*TEXT PASSAGE*
--- Start ---

Examples: BCFIM: method (Self* this) Set(Int n); ADGJK: fn [Me*].Set(Int n); AEHJL: fn ->Set(Int n);

Note: One of the options F, G, or L is needed to disambiguate calling by value vs. pointer.

Alternative: Following C++'s "Deducing this" proposal, we could also consider marking the first parameter with a keyword to indicate it is the receiver. That proposal uses this, as in:

fn Set(this Self* self, Int n);

(This alternative was suggested by @tkoeppe .)

tkoeppe commented 3 years ago

Re 3, 4: It might also be worth considering whether the receiver can be deduced, like in C++'s "Deducing this" proposal.

josh11b commented 3 years ago

Do you mean this proposal? I will look at it.

tkoeppe commented 3 years ago

Precisely. It's been pretty universally popular. It allows elegant mixins and CRTP, and recursive lambdas.

chandlerc commented 3 years ago

Precisely. It's been pretty universally popular. It allows elegant mixins and CRTP, and recursive lambdas.

I think this shows some utility to planning for an entire type, and not just part of a type.

But I hesitate to generalize too far here -- IMO a number of this proposals advantages are somewhat specific to solving problems created by C++, unsure Carbon will end up benefitting to the same degree.

Still, definitely a good thing to consider ahead of time rather than after-the-fact.

chandlerc commented 3 years ago

I would actually like to suggest a higher level concern I have with the method syntax.

--- End ---

(Records from a point-labeling set)
--- Start ---

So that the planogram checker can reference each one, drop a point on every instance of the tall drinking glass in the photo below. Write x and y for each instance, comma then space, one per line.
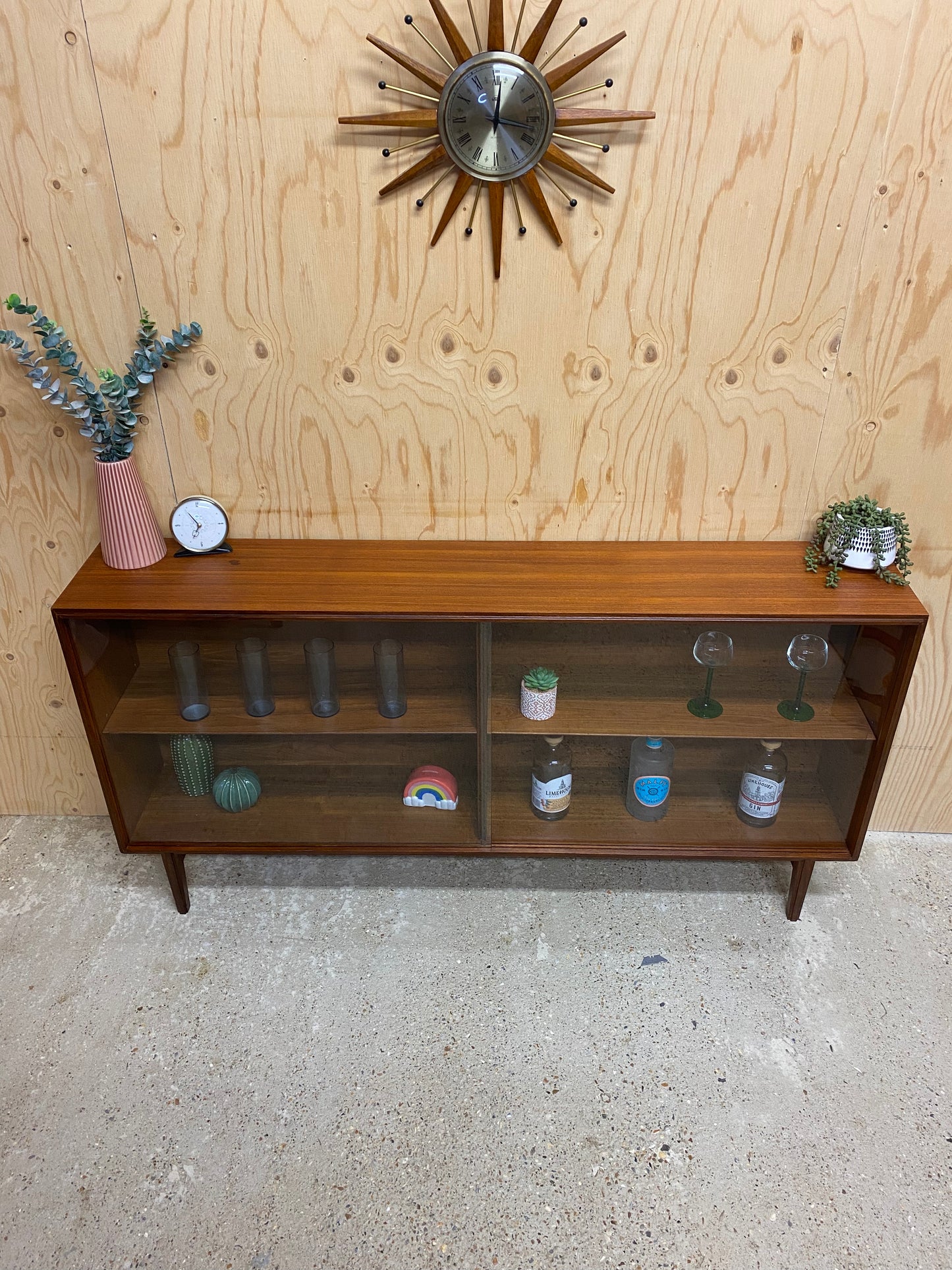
256, 676
190, 689
806, 653
391, 687
711, 649
322, 678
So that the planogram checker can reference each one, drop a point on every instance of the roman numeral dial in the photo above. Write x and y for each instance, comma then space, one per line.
495, 116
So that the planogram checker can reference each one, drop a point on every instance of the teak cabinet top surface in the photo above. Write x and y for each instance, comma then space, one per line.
649, 581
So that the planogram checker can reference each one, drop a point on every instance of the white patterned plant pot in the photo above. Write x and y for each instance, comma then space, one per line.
860, 550
537, 705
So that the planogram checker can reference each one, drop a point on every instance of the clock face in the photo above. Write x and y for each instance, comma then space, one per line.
495, 116
200, 523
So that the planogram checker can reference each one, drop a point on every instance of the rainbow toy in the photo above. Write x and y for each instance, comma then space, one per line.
432, 786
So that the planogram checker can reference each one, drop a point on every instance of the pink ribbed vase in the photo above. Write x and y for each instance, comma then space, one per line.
127, 526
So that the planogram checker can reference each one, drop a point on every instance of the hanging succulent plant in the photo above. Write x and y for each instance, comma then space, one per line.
103, 413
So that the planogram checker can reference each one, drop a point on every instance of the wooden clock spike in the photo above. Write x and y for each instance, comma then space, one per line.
538, 201
579, 117
495, 37
583, 23
393, 120
516, 34
475, 28
556, 156
457, 45
433, 79
497, 192
534, 45
457, 194
427, 40
432, 160
568, 70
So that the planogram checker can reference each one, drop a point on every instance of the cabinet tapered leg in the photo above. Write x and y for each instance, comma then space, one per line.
798, 882
174, 864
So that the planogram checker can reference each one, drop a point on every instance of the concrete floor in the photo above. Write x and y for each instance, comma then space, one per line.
400, 1063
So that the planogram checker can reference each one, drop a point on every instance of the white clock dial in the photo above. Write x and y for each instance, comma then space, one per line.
495, 116
200, 523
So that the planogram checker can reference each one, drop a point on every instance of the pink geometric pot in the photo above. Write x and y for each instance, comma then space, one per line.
127, 526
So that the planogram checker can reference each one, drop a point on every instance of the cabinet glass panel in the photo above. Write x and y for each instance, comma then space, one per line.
325, 782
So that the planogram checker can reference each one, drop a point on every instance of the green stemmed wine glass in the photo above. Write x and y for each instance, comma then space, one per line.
711, 649
806, 653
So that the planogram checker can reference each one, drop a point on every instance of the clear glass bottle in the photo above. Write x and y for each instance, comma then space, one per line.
551, 779
649, 778
762, 785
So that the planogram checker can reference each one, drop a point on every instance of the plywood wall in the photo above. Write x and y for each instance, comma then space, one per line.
679, 368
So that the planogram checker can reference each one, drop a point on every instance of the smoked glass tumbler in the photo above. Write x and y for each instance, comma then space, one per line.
391, 686
322, 678
256, 676
190, 689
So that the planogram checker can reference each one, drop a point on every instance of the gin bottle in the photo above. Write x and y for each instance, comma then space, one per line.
551, 779
649, 778
762, 785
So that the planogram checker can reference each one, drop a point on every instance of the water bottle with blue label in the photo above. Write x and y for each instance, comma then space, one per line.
649, 778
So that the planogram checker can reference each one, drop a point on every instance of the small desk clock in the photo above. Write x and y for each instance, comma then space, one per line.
200, 526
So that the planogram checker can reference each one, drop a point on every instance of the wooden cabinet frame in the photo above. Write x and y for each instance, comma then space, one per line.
619, 619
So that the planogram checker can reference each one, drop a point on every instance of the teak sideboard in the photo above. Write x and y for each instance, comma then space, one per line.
616, 620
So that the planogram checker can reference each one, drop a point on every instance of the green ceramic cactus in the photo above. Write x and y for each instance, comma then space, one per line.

--- End ---

*GIVEN TASK*
Edit the method syntax discussion from "Examples: BCFIM: method" to "value vs. pointer.", putting "distinguish" in place of "disambiguate". Draw only on the method syntax discussion when responding.

*RESPONSE*
Examples: BCFIM: method (Self* this) Set(Int n); ADGJK: fn [Me*].Set(Int n); AEHJL: fn ->Set(Int n);

Note: One of the options F, G, or L is needed to distinguish calling by value vs. pointer.